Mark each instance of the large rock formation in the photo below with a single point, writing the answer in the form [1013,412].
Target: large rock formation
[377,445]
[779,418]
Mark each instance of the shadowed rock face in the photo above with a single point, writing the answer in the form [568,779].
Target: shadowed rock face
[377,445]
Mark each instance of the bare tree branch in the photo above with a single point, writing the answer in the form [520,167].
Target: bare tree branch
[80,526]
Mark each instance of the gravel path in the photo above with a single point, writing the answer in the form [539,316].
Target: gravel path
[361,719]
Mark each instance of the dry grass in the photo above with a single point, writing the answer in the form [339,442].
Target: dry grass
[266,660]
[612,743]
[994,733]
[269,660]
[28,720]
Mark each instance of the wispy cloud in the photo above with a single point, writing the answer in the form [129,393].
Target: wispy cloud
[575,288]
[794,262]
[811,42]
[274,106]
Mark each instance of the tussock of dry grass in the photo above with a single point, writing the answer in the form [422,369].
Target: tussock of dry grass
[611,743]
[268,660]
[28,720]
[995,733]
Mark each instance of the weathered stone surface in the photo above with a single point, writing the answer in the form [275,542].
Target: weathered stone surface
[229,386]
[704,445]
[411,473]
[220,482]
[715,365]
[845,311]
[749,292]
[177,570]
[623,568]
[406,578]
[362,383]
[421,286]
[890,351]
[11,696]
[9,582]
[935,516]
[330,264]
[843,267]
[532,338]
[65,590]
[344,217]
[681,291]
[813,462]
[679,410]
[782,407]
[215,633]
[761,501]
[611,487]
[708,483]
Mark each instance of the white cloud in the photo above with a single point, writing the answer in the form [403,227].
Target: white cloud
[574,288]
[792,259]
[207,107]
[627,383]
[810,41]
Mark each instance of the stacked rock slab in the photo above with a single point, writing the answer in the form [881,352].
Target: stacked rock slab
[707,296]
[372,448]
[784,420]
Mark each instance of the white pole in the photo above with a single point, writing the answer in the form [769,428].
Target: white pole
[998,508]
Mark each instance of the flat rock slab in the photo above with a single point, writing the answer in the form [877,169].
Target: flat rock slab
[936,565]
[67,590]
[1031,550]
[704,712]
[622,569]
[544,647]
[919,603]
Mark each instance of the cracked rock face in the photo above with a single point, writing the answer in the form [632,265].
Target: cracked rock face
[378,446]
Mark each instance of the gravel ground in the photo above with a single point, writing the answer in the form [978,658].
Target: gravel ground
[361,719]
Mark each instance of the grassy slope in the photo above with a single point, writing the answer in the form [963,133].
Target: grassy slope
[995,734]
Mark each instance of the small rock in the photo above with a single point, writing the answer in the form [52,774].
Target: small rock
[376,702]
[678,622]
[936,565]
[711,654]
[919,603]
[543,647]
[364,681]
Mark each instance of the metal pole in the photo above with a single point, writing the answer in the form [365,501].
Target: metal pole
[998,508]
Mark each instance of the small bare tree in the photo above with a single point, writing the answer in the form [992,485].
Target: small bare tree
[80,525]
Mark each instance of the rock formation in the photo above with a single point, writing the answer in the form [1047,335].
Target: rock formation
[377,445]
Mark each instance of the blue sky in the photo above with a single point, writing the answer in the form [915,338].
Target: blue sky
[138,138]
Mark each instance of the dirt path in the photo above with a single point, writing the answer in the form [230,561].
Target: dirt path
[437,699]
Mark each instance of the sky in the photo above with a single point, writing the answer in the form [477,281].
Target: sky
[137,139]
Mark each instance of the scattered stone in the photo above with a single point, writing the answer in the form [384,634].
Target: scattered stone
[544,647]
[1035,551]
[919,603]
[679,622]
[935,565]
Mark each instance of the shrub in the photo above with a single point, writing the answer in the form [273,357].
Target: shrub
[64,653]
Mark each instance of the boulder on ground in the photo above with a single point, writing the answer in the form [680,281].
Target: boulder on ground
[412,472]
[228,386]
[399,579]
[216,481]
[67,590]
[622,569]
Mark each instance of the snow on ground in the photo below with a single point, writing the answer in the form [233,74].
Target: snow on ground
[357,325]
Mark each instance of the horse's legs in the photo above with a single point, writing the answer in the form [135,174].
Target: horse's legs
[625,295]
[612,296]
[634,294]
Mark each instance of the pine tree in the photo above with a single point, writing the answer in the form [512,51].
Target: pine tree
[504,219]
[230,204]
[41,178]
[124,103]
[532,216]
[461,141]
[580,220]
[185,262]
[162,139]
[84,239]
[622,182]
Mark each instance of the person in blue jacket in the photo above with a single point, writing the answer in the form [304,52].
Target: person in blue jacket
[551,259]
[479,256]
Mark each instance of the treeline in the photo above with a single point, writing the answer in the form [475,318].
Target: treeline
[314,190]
——————
### WHAT THIS TASK INVOLVES:
Locate the line that contains "Mark each instance of the small bare". Repeat it and every line after it, up to and including the final line, exactly.

### PROBLEM SOLUTION:
Mark each instance of the small bare tree in the photo above with a single point, writing the answer in the form [992,485].
Target: small bare tree
[80,525]
Mark each instance of the rock formation in the photo above with a single point, writing the answer in the form [1047,335].
Target: rock formation
[377,445]
Mark each instance of the blue sky in the photo above with a single point, writing the answer in the form [915,338].
Target: blue sky
[138,138]
Mark each instance of the dirt path in the photo above with a single point, writing the answer in the form [230,561].
Target: dirt path
[437,699]
Mark each instance of the sky in the photo above with a single point, writing the answer in the form [477,281].
Target: sky
[137,139]
Mark each instance of the scattered stone in the photo above with a single point, writing the answer in the form [384,634].
Target: scattered stone
[544,647]
[1035,551]
[919,603]
[679,622]
[935,565]
Mark each instance of the shrub in the photo above with a single point, writing the answer in the form [273,357].
Target: shrub
[64,653]
Mark each instance of the boulder on ground in the photo above with a single point, writing the answer in the form [680,281].
Target: boulder on ground
[412,472]
[228,386]
[399,579]
[216,481]
[67,590]
[622,569]
Mark each instance of the snow on ground in the photo below with a single point, writing the answer in the form [233,74].
Target: snow on ground
[357,325]
Mark each instance of the horse's legs in the photo above with a single point, writing the answer in the form [135,174].
Target: horse's legs
[625,295]
[612,296]
[634,294]
Mark each instance of the pine tree in the photo above with a single point, writing the answer in the form [512,51].
Target: pine tree
[504,219]
[230,204]
[41,178]
[124,103]
[532,216]
[461,141]
[580,220]
[185,262]
[162,139]
[84,239]
[622,182]
Mark each instance of the person in blue jacket in the photo above with a single point, writing the answer in the form [304,52].
Target: person in blue jacket
[551,259]
[479,256]
Mark each instance of the treeline in the photo above with a single point, writing the answer in the form [475,318].
Target: treeline
[314,190]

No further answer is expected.